• [WORK TO BE COMPLETED]: Everything from the line containing "Examine the image and enumerate every white" to the end of the data must be duplicated word for word, and nothing else may appear.

• [RECORDS]:

--

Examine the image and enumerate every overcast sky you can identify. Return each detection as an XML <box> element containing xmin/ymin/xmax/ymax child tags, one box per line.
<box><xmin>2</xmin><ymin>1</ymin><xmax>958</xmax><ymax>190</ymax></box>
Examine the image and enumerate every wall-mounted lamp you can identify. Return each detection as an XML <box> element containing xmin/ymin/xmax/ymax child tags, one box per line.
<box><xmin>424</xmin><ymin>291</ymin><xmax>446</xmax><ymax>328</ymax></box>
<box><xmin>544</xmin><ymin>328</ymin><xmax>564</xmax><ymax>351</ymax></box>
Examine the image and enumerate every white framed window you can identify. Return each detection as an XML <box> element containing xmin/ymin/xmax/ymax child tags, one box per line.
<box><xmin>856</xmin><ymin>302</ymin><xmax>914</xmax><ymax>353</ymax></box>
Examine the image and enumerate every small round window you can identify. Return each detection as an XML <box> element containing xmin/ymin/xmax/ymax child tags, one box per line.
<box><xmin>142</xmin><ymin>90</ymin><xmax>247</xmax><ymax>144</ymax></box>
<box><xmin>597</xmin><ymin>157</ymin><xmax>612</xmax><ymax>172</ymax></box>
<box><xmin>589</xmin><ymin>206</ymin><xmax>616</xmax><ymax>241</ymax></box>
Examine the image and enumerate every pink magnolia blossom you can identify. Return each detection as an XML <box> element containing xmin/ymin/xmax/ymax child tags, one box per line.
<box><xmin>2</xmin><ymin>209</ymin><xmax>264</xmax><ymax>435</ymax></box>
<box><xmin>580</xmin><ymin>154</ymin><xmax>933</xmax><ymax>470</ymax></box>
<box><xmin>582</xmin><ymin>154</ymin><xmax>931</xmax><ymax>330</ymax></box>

--

• [YOUR RESPONSE]:
Examine the image and enumerate every white framed window you can identify. Return each detection as an XML <box> element containing xmin/ymin/xmax/ymax child tags, one box per line.
<box><xmin>856</xmin><ymin>302</ymin><xmax>914</xmax><ymax>353</ymax></box>
Examine the image and enumerate every small round window you can identify. Return each detection as an XML <box> element containing xmin/ymin/xmax/ymax child tags, one box per line.
<box><xmin>142</xmin><ymin>90</ymin><xmax>247</xmax><ymax>144</ymax></box>
<box><xmin>597</xmin><ymin>157</ymin><xmax>612</xmax><ymax>172</ymax></box>
<box><xmin>589</xmin><ymin>206</ymin><xmax>616</xmax><ymax>241</ymax></box>
Examine the image and enumerate every pink magnolia blossom you can identify. Return each detection as an XML <box> element containing xmin/ymin/xmax/ymax child tags, one box per line.
<box><xmin>2</xmin><ymin>209</ymin><xmax>264</xmax><ymax>435</ymax></box>
<box><xmin>580</xmin><ymin>154</ymin><xmax>933</xmax><ymax>470</ymax></box>
<box><xmin>582</xmin><ymin>154</ymin><xmax>931</xmax><ymax>330</ymax></box>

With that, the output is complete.